[Stored data]
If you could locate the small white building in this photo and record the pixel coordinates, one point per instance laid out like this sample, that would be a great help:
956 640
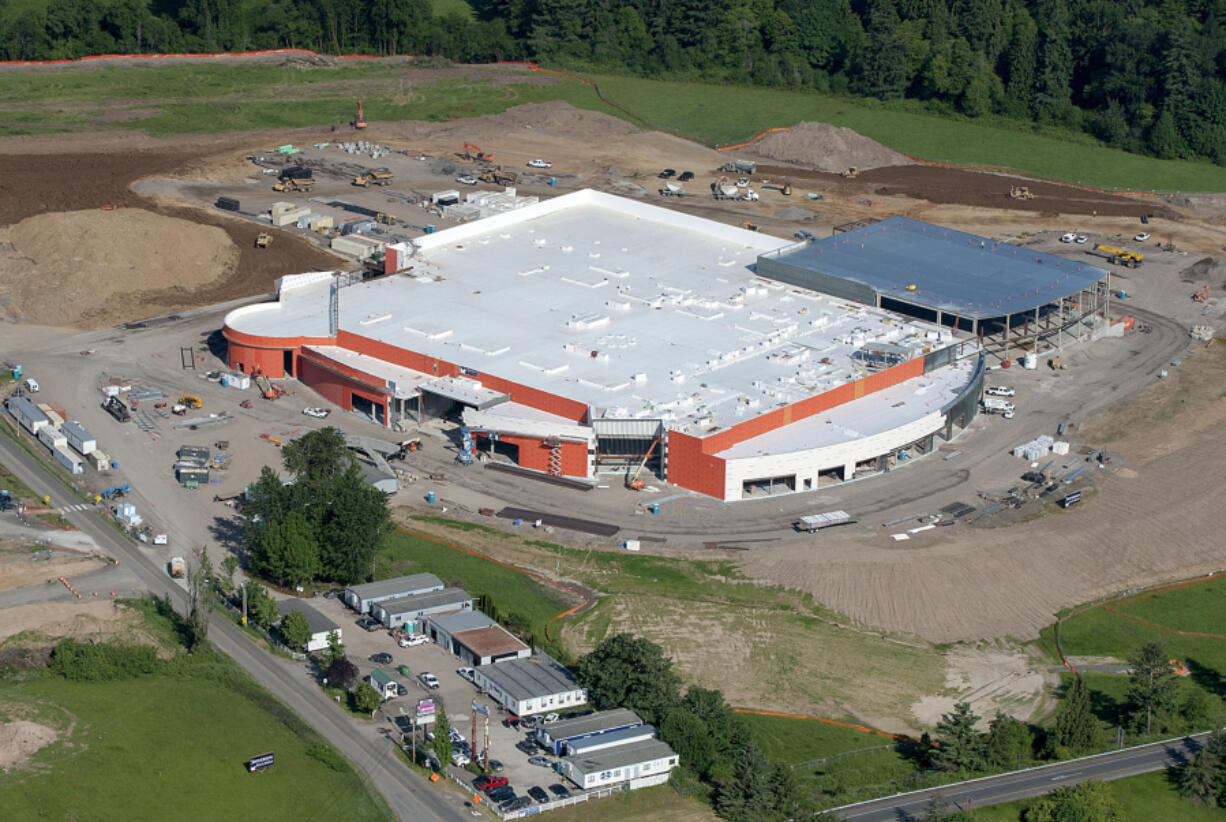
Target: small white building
639 763
320 625
530 686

Work to do: Copy out every line of the records above word for word, omitting the pictures.

Solution for this task:
If you could locate the small white building in this photo and record the pixel coordinates, one point per instance laid out like this sample, that would be a great help:
956 640
Target: small white building
639 763
320 625
530 686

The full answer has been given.